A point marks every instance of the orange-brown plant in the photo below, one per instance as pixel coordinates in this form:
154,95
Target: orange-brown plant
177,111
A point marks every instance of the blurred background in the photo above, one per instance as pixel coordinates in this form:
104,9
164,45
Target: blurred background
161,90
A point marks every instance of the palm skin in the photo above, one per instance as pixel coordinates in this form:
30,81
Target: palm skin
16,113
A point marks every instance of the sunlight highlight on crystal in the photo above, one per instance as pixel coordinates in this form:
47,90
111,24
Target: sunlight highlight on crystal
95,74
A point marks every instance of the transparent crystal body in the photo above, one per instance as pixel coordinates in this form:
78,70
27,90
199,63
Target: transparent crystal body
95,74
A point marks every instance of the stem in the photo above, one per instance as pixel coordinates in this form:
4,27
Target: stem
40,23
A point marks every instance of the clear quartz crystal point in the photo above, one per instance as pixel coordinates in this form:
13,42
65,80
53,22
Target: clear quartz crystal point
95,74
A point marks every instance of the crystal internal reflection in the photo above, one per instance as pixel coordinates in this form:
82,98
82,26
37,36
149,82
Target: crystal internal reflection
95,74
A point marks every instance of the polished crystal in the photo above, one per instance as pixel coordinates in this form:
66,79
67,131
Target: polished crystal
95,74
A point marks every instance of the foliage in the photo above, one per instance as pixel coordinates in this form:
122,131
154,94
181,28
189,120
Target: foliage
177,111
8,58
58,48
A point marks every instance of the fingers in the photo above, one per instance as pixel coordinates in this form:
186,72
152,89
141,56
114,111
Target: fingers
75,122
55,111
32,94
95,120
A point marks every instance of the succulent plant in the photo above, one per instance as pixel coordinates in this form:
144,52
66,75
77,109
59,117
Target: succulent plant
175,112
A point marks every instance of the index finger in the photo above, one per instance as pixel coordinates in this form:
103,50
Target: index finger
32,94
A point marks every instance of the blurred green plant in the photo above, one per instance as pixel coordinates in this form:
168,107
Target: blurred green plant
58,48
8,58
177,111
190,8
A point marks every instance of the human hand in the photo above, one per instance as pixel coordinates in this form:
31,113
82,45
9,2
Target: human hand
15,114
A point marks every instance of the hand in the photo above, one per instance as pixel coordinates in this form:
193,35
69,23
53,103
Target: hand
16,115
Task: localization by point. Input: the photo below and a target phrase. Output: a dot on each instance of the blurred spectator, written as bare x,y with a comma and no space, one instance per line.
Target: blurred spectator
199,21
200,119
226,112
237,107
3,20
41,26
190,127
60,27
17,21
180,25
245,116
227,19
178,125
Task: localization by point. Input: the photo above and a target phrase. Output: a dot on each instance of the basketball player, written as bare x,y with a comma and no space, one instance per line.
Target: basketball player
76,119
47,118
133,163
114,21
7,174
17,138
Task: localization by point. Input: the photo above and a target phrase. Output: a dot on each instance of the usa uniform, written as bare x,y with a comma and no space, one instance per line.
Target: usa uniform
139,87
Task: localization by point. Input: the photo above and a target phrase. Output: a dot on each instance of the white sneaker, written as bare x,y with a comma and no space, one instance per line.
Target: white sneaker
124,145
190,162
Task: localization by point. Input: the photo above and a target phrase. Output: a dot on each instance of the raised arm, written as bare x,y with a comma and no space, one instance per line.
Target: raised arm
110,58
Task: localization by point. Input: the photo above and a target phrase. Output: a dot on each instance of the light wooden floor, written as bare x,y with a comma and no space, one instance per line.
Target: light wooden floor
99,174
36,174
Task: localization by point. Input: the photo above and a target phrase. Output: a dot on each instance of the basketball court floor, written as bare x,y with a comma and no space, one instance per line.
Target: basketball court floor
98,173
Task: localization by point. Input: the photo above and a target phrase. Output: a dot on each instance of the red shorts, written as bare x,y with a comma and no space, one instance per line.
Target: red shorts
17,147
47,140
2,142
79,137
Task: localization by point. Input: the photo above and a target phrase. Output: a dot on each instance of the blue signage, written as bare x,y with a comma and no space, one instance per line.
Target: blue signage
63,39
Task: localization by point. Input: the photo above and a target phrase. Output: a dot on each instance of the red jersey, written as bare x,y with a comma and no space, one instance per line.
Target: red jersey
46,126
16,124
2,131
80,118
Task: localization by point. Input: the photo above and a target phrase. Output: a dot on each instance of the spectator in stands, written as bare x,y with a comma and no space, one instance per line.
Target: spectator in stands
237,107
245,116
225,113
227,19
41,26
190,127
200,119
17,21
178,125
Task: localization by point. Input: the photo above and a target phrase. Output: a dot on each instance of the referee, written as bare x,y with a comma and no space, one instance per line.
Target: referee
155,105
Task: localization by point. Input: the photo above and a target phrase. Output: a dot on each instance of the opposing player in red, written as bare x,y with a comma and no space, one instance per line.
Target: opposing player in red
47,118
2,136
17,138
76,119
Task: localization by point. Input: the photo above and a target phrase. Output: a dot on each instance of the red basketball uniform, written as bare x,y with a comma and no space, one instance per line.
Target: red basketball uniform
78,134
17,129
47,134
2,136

◇ ◇ ◇

§ CHALLENGE:
All of the entries above should be written out again exactly.

§ RESULT OF THIS EXERCISE:
A point marks every instance of the orange-brown plant in the photo below, one per instance as pixel coordinates in this form:
154,95
Target: orange-brown plant
177,111
A point marks every instance of the blurred background in the photo above, one per instance as pixel coordinates in this form:
104,9
164,45
Target: blurred background
161,90
A point marks every instance of the palm skin in the photo above, one per instance as pixel coordinates in this form:
30,81
Target: palm skin
16,113
A point marks every instance of the sunlight highlight on crystal in the photo above, one per instance as pixel coordinates in this form:
47,90
111,24
Target: sunlight highlight on crystal
95,74
A point marks every instance of the transparent crystal body in the photo above, one per instance as pixel coordinates in this form:
78,70
27,90
199,63
Target: transparent crystal body
95,74
A point marks every instance of the stem in the photo above, one per instance as pixel coordinates in this form:
4,27
Target: stem
40,23
A point marks every instance of the clear quartz crystal point in the photo above, one per instance as pixel coordinates in this form:
13,42
65,80
53,22
Target: clear quartz crystal point
95,74
A point marks every instance of the crystal internal reflection in the photo above, one per instance as pixel coordinates in this form:
82,98
82,26
37,36
149,82
Target: crystal internal reflection
95,74
A point marks every instance of the polished crystal in the photo above, one per instance as pixel coordinates in this form:
66,79
67,131
Target: polished crystal
95,74
A point marks every instance of the foliage in the photo above, one per instance as pixel coordinates in this form:
122,131
154,94
181,28
189,120
Target: foliage
177,111
8,58
58,48
A point marks every instance of the fingers in the photo above, one per instance as pixel coordinates in this form:
186,72
152,89
141,56
114,111
Target: fingers
75,122
55,111
32,94
95,120
A point marks every instance of the succulent plant in the photo above, one per instance as pixel coordinates in this form:
144,52
66,75
77,109
59,117
Target: succulent plant
175,112
A point marks every instance of the index finger in the photo above, one per instance as pixel coordinates in this form:
103,50
Target: index finger
32,94
A point marks every instance of the blurred green plant in the photo above, one per instance as pixel coordinates in this form:
168,107
Target: blurred green plant
58,48
8,58
177,111
190,8
A point marks every instance of the human hand in the photo above, one per instance as pixel coordinates in this form:
31,113
82,45
9,2
Target: human hand
15,114
A point marks every instance of the hand in the photo above, one per instance as pixel coordinates in this form:
193,35
69,23
53,103
Target: hand
16,115
Task: localization by point. Input: the photo below and a target phrase. Output: a dot on each instance of the blurred spectator, written as bare x,y with a comma and no space, one instance per line.
Target: blurred spectator
199,21
200,119
226,112
237,107
3,20
41,26
190,127
60,27
17,21
180,25
245,116
227,19
178,125
Task: localization by point. Input: the photo above and a target phrase. Output: a dot on each instance of the basketball player, written as bare x,y with a comma and no space, one instance per line.
Target: basketball player
76,119
47,118
133,163
114,21
7,174
17,138
Task: localization by point. Input: the photo above and a target phrase. Output: a dot on each instance of the usa uniform, written as bare x,y with a comma and no space, one instance per line.
Target: usa uniform
139,87
Task: localization by point. Input: the photo above and a target phrase. Output: a dot on each instance of the white sneaker, written as bare x,y with a comma and no space, one instance per line.
Target: white sneaker
124,145
190,162
Task: localization by point. Input: the photo above and a target phrase. Output: a dot on each instance of the raised arm, written as bare x,y with a comma and no space, one instance per line.
Target: raised arm
110,58
Task: localization by point. Input: the photo above and a target phrase. Output: a dot on each instance of the light wooden floor, written as bare x,y with a comma and no space, one instance per line.
Target: light wooden floor
99,174
36,174
Task: localization by point. Input: the photo above and a target phrase. Output: a dot on each instance of the basketball court floor, written as bare x,y with a comma and no space, one instance per line.
Target: basketball court floor
98,173
Task: localization by point. Input: the photo above and a target phrase. Output: a dot on each instance of the red shorts, written as bare x,y with a comma and no space, one instance per line.
Target: red shorts
17,147
47,140
2,142
79,137
Task: localization by point. Input: the photo above and a target phrase. Output: a dot on each instance of the blue signage, written as bare x,y with a comma and no space, one instance per line.
Target: blue signage
63,39
Task: localization by point. Input: the photo above and a target phrase. Output: a dot on each instance of the red jersey, written as bare x,y with a comma and no space, one instance per line.
Target: red jersey
46,126
16,124
2,131
80,118
Task: localization by point. Input: the photo above and a target phrase. Output: a dot on each instance of the spectator in stands, written as bare x,y with a comma and no space, one instance per line.
Target: spectator in stands
237,107
245,116
225,113
227,19
41,26
190,127
200,119
17,21
178,125
Task: localization by point. Input: the photo above and a target phrase. Output: a dot on each instance of the referee, written as bare x,y with a comma and no space, one instance per line.
Target: referee
155,105
Task: localization by point. Input: the photo above and a target phrase. Output: a dot on each instance of the opposing player in red, written as bare x,y with a comma and no space, one instance per line.
Target: opposing player in red
47,118
2,136
17,138
76,119
Task: localization by point. Input: the photo above and a target phrase. Output: a dot on each instance of the red basketball uniform, written as bare x,y with a comma and no space, one instance per line.
Target: red basketball uniform
78,134
17,129
47,134
2,136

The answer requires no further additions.